### Dataset content
□ □ □ □

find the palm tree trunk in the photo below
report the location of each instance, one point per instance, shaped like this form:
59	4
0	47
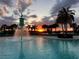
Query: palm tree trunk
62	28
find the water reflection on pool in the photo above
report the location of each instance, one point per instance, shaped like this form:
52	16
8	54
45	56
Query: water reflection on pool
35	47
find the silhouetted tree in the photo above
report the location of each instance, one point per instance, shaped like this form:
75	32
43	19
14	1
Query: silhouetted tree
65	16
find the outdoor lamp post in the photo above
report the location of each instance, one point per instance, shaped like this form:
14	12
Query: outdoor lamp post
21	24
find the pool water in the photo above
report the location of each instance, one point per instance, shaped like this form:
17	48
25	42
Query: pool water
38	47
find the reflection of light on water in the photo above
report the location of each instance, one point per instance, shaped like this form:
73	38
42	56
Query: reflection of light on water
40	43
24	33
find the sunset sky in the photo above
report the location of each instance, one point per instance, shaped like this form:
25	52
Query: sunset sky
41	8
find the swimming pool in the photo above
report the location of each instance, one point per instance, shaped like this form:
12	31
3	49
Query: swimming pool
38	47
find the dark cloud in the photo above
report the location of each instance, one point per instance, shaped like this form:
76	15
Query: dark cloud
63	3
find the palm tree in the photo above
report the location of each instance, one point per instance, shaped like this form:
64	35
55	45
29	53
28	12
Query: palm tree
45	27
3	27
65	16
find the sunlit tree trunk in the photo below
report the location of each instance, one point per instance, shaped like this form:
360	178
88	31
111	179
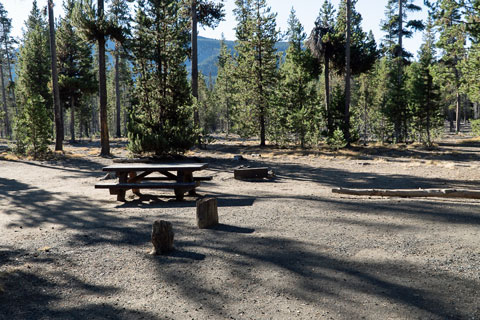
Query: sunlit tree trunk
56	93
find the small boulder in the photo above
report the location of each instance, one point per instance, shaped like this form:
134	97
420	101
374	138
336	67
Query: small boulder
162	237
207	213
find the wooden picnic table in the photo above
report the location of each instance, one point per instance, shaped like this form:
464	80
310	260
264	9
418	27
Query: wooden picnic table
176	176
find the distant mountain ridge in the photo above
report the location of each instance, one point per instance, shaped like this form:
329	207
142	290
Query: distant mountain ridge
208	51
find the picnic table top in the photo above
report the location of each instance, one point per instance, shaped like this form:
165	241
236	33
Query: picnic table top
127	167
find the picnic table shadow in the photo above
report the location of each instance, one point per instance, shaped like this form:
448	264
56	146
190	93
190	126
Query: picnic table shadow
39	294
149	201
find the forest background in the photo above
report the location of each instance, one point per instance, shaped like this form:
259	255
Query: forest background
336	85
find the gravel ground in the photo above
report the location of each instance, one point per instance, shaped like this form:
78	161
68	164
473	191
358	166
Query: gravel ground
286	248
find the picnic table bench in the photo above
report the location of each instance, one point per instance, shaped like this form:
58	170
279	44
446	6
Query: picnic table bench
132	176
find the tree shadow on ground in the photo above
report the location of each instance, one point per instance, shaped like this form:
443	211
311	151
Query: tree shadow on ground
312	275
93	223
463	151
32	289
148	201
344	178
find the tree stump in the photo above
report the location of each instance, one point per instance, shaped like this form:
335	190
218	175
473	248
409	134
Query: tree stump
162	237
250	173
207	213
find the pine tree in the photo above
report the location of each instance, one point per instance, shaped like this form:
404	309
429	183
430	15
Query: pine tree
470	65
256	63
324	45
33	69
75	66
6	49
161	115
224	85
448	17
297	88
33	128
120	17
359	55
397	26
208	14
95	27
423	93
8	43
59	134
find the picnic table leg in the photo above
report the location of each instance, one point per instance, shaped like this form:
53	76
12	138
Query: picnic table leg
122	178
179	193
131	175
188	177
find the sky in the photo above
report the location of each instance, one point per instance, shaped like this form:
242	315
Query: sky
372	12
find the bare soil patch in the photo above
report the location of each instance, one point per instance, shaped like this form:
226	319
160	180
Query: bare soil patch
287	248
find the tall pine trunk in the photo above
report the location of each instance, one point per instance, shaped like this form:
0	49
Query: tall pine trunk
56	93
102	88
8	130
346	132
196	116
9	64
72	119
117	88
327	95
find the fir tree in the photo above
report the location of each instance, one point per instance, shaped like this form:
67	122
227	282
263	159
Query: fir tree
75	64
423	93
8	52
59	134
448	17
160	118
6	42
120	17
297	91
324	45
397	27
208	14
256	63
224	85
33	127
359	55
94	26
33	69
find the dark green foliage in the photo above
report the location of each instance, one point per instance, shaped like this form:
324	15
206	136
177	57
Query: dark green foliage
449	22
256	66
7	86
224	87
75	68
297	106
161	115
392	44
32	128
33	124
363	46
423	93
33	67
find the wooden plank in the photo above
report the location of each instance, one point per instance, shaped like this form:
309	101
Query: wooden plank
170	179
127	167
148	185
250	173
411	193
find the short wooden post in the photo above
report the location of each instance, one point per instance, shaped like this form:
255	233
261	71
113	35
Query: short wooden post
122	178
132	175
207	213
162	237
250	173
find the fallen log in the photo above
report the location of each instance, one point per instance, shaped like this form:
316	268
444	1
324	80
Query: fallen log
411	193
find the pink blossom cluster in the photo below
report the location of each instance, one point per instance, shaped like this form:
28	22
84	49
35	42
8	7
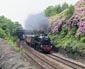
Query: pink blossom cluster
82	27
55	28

□ □ □ □

### What is being asked
Copy out all lines above holding "below".

### Answer space
find the palm tree trunk in the photo below
find the sunlit tree trunk in the photo below
find the pink blossom cluster in the photo below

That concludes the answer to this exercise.